- Work instructions:
Write out the full listing again, exactly as it stands.

- Supplied records:

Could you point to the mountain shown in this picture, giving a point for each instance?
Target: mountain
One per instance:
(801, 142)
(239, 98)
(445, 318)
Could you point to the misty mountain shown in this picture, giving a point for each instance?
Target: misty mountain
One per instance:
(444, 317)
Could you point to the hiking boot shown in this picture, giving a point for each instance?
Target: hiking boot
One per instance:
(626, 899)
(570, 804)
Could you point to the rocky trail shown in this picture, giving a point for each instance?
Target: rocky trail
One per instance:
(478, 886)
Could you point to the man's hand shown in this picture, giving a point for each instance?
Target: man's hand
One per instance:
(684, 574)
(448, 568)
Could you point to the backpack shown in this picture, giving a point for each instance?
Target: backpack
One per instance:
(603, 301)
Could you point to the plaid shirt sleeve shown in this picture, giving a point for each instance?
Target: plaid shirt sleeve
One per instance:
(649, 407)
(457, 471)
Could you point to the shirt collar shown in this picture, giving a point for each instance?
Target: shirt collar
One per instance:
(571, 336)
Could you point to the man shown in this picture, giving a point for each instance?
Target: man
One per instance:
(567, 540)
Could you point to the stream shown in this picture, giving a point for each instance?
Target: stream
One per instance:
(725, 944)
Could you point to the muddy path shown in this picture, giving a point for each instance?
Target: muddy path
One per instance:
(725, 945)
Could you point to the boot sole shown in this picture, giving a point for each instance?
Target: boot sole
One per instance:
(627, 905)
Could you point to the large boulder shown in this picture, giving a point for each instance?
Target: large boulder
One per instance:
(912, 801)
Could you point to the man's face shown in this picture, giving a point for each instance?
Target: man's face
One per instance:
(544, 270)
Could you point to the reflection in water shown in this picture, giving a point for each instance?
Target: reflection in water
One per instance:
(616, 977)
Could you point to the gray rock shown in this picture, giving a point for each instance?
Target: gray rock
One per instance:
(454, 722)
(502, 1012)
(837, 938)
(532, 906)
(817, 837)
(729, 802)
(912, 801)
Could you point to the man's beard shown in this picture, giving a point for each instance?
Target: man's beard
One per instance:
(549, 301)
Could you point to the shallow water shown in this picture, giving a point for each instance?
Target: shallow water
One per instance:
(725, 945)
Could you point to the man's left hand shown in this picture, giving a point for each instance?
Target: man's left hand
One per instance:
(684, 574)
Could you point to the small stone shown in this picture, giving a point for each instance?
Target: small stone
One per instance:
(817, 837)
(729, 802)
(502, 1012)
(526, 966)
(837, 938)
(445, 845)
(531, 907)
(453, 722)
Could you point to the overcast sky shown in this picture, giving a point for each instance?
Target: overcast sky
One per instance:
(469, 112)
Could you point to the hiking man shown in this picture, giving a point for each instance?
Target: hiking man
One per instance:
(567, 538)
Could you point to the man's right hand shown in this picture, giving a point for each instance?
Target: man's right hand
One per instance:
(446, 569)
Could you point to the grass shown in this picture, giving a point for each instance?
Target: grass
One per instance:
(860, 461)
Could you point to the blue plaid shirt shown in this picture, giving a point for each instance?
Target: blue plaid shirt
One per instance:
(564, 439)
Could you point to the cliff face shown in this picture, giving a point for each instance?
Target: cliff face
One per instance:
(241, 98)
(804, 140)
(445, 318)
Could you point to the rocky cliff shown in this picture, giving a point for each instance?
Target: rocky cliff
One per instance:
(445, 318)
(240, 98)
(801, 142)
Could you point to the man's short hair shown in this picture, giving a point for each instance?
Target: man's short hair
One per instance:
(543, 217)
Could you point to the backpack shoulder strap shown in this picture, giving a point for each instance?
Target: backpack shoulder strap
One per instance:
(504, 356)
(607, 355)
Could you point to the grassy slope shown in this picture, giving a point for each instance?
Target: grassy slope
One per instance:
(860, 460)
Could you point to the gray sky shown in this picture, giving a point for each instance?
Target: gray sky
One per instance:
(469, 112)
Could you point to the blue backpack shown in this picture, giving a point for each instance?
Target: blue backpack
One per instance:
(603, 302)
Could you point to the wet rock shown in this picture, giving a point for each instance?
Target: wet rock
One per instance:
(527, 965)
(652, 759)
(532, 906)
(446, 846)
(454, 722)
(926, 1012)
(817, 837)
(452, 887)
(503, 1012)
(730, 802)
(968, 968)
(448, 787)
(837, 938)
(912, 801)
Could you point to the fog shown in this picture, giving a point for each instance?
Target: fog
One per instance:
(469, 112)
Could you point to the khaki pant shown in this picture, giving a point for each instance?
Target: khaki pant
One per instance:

- Result of this task:
Could you point to the mountain shown in this picture, giving a point for each instance?
Target: mountain
One per instance:
(801, 142)
(239, 98)
(445, 318)
Could you point to the misty mountain shown in this picture, giving a point for each instance?
Target: misty mountain
One per instance:
(444, 317)
Could you point to the hiking boot shown in this picture, giving a point for each instance?
Target: hiking boot
One per instance:
(626, 899)
(570, 804)
Could you point to the rocky trail shown in this picture, giving a point for each instance?
Target: rocky trail
One per instance:
(478, 886)
Could you point to the man's hand shown in this picture, giving a point for each instance?
Target: man's hand
One per instance:
(684, 574)
(448, 568)
Could you point to the backpack shown in this picture, giving a point for each instance?
Target: backpack
One per instance:
(603, 301)
Could you point to the plaid shirt sleeve shown in this picture, giving a point for each instance?
Target: plaid shirt sleeve
One per instance:
(649, 407)
(457, 471)
Could you point to the shirt collar shown in this picture, giving a point for each instance?
Target: shirt collar
One per instance:
(571, 336)
Could you point to the man shown in this picture, giving a point for each instance?
Target: man
One per instance:
(567, 540)
Could you point to the stream shown in this picture, giving a point for each instance?
Target: stream
One per instance:
(725, 944)
Could you point to the muddy path shown in this picture, giving a point for each instance?
Target: muddy path
One per instance:
(725, 945)
Could you point to the boot sole shown in this picture, giving a point for each instance?
Target: boot sole
One per instance:
(627, 905)
Could you point to the large boulder shown in this picture, giving a point for each instance?
Target: large boulder
One per instance:
(912, 801)
Could you point to the man's face shown in this picture, giving a point for each instance?
Target: man's face
One per instance:
(544, 270)
Could you point to the reflection in water shown in this picture, giving a point for each instance?
Target: reflection in water
One per instance:
(616, 977)
Could you point to the gray rock shown in this picture, giving a point for each instance?
Target: gray rock
One per instance:
(454, 722)
(502, 1012)
(837, 938)
(532, 906)
(817, 837)
(729, 802)
(912, 801)
Could you point to the man's beard shown in this picture, giving a point for each instance?
Target: man's beard
One per instance:
(549, 301)
Could you point to the shallow water shown in this picture, giving a point for each instance?
Target: shallow water
One per instance:
(725, 945)
Could you point to the man's left hand shown in this picture, giving a point for each instance?
Target: man's left hand
One per instance:
(684, 574)
Could you point to the small stone shown in this picture, giving a point for each instance?
Target: small stone
One per instance:
(817, 837)
(729, 802)
(502, 1012)
(526, 966)
(837, 938)
(445, 845)
(531, 907)
(453, 722)
Could you point to the overcast sky shown in this picture, giving a point for each instance?
Target: overcast sky
One per instance:
(469, 112)
Could you point to the hiking man shown in this picture, giving a point for each instance?
Target: hiking man
One per instance:
(567, 538)
Could you point to the man's right hand shown in this picture, giving a point for each instance?
Target: man's right hand
One per instance:
(446, 569)
Could you point to the grass shown in this picture, giving a point for each instance?
Target: grass
One per instance:
(860, 461)
Could you point to the blue plaid shirt shown in this picture, giving a point for each instance?
Target: blue plaid shirt
One per instance:
(564, 439)
Could you point to the cliff face shown in this picture, giving a point for each instance?
Target: cliff face
One per instance:
(241, 98)
(804, 140)
(445, 318)
Could you point to the rocky cliff shown in this picture, giving a point for each instance?
Target: rocky cliff
One per instance:
(445, 318)
(240, 98)
(801, 142)
Could you point to the man's short hair shown in this picture, giving a point for each instance?
Target: man's short hair
One per instance:
(543, 217)
Could you point to the backpack shoulder strap shown in this picture, giving a point for each instance?
Target: backpack shoulder strap
One per instance:
(504, 356)
(607, 355)
Could you point to the grassy slope shown in this picture, giving a point for each instance?
Target: grassy slope
One per instance:
(860, 460)
Could you point to the gray sky shown in this picture, giving a point for each instance?
Target: gray sky
One per instance:
(469, 112)
Could you point to the blue backpack shown in this picture, giving a point for each instance?
Target: blue backpack
One per instance:
(603, 302)
Could you point to the wet rock shown in this picture, giving a point for each instance?
Target: wet rock
One per instance:
(527, 965)
(652, 759)
(532, 906)
(446, 846)
(454, 722)
(926, 1012)
(817, 837)
(452, 887)
(503, 1012)
(730, 802)
(968, 968)
(448, 787)
(837, 938)
(912, 801)
Could you point to the fog shown in this picture, giving a point for each instance?
Target: fog
One per instance:
(469, 112)
Could you point to the khaki pant shown in this picture, giving a point for each instance?
Target: khaki pant
One per instance:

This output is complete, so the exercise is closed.